* Input *
++++++++++

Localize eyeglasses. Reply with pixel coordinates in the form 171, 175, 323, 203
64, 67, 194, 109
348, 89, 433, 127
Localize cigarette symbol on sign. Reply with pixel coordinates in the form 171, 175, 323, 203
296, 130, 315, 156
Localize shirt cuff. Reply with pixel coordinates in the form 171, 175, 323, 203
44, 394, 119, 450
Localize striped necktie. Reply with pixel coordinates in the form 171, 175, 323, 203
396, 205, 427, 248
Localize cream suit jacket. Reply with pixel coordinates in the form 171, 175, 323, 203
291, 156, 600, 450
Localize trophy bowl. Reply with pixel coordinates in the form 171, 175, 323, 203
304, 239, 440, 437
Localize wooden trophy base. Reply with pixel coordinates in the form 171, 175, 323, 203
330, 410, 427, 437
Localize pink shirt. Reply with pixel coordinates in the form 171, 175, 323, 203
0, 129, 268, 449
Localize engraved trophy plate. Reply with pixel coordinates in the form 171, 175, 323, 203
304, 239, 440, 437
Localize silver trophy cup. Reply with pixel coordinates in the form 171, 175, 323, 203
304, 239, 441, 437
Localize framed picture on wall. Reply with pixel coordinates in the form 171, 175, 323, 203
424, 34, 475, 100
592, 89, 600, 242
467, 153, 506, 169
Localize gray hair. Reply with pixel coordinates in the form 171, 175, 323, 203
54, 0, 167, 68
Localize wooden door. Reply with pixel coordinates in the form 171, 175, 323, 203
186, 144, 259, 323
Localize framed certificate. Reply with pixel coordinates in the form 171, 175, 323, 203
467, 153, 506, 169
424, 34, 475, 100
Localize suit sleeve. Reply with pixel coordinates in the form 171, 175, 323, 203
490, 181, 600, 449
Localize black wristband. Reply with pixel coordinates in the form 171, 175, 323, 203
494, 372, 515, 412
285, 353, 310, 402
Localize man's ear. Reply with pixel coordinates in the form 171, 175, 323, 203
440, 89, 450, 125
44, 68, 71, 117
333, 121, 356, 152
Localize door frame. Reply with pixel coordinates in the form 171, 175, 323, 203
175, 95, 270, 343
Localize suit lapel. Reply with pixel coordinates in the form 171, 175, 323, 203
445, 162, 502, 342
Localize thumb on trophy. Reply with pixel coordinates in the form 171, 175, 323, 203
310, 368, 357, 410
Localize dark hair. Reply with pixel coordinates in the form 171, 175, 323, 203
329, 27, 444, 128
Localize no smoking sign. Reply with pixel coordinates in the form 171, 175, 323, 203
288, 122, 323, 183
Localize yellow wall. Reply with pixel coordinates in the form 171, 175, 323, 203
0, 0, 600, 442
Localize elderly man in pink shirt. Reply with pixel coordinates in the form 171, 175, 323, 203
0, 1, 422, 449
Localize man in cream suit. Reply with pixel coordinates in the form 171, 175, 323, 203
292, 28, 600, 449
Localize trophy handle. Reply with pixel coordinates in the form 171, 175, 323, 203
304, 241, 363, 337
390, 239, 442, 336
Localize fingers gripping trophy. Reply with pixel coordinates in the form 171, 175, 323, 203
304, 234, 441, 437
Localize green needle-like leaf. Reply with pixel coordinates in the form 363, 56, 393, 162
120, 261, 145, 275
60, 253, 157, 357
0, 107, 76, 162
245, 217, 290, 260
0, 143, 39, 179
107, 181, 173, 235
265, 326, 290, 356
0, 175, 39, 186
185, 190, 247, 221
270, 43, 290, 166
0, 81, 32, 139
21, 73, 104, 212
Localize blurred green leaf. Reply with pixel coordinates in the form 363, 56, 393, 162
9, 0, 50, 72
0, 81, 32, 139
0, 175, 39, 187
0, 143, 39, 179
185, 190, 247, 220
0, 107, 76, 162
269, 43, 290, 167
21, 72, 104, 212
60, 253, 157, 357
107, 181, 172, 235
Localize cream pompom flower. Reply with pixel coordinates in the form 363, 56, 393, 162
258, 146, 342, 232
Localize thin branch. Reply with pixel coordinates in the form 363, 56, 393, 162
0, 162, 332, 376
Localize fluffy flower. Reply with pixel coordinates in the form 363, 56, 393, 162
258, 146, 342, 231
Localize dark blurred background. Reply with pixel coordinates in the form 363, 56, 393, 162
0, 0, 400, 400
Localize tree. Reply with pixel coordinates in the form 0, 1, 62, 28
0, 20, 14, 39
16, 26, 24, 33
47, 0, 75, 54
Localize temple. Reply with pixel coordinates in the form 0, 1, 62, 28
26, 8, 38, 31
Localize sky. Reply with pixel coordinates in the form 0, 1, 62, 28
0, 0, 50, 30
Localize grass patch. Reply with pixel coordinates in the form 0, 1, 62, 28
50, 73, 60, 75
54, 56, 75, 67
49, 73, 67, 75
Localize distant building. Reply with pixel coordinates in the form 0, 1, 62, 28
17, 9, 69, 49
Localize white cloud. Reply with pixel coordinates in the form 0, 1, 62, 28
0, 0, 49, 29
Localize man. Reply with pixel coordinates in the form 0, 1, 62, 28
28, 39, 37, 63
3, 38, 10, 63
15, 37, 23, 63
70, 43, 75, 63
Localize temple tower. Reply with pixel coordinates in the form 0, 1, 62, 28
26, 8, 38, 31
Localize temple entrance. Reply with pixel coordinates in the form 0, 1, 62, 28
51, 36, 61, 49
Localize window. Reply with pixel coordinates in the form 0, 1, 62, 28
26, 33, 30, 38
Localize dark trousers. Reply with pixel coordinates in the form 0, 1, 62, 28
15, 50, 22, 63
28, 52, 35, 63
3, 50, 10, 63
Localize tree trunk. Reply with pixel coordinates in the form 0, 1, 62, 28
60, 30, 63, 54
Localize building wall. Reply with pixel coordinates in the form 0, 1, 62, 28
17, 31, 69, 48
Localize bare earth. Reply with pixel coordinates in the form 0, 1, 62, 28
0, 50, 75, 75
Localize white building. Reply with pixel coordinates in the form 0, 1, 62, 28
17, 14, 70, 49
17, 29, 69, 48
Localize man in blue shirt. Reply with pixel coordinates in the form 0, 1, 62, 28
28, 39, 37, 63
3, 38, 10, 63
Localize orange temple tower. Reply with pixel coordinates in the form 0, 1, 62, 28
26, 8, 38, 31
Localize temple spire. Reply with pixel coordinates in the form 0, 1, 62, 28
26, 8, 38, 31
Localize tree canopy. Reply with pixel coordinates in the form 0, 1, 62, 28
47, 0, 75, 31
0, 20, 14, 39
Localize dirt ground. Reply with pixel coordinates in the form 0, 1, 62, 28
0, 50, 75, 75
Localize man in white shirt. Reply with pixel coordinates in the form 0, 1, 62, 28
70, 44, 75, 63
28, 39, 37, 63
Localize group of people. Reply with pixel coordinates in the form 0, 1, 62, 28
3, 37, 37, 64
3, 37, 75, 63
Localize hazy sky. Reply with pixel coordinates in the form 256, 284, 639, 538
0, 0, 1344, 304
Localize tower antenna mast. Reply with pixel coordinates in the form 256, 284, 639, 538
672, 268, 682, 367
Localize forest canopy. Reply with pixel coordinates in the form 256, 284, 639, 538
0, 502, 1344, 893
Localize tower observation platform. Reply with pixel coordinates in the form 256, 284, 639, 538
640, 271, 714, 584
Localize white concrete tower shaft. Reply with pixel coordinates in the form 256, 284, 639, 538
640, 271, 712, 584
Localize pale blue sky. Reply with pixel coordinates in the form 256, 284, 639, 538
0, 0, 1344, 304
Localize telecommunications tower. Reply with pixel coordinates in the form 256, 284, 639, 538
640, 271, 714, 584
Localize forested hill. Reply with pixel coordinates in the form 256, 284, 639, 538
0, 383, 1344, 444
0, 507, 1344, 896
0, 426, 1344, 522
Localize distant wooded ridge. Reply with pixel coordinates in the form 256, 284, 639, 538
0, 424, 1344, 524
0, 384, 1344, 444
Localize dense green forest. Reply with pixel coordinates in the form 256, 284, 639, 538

++++++++++

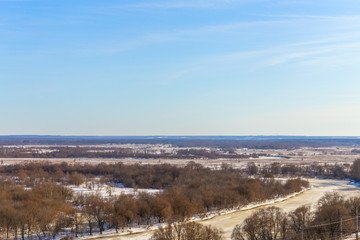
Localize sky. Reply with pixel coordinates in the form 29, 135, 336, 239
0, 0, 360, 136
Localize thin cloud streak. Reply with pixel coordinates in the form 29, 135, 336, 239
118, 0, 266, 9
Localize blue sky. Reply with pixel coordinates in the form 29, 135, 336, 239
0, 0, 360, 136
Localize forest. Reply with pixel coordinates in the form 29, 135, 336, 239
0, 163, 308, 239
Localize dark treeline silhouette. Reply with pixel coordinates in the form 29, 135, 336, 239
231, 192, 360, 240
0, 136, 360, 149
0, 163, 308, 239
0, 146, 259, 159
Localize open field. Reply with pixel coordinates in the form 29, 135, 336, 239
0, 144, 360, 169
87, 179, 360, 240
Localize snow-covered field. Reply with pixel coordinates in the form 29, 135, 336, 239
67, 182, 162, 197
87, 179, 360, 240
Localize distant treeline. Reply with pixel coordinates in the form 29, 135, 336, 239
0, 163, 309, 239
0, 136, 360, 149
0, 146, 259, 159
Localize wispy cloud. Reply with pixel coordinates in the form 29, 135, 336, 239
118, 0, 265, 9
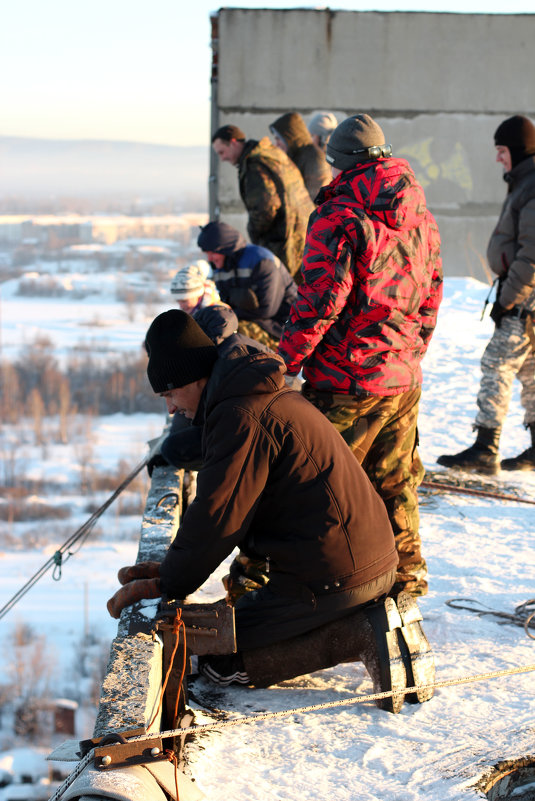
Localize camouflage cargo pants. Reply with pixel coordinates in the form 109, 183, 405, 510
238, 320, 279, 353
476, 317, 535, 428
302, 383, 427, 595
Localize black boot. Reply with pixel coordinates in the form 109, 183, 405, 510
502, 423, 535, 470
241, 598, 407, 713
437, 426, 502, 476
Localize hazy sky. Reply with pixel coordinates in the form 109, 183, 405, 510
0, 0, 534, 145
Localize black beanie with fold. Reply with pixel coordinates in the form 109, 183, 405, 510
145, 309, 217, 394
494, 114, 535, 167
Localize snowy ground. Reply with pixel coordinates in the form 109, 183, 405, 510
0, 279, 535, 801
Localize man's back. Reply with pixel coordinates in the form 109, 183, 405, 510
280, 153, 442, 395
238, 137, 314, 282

++++++++++

* Exercise description *
Copy the records word for word, starting at the line that contains "Localize wispy cloud." and ending at the line that contains "238, 137, 314, 282", including both of those lines. Omit the pictures from your copy.

* Result *
Localize wispy cloud. Reply with pixel coordinates in the form 29, 135, 336, 239
118, 0, 265, 9
Localize camouflage cargo pants. Reply with pixel coordinates in the form 109, 183, 405, 510
238, 320, 279, 353
476, 317, 535, 428
302, 383, 427, 595
Localize black boot. Reply with pixel coordinates in the form 109, 183, 405, 510
502, 423, 535, 470
241, 598, 407, 713
437, 426, 502, 476
Localize hazy sky. Reply with pixel coordinates in the form 109, 183, 405, 510
0, 0, 534, 145
Localize black beanie with fold. Reply with pixel coordinates in the form 109, 183, 405, 510
145, 309, 217, 394
494, 114, 535, 167
Localize snowy ground. Reply with pixel coordinates in the form 109, 183, 405, 510
0, 279, 535, 801
Localize man's back. Reply with pixel coordinates in the form 109, 183, 405, 510
280, 153, 442, 395
238, 137, 314, 282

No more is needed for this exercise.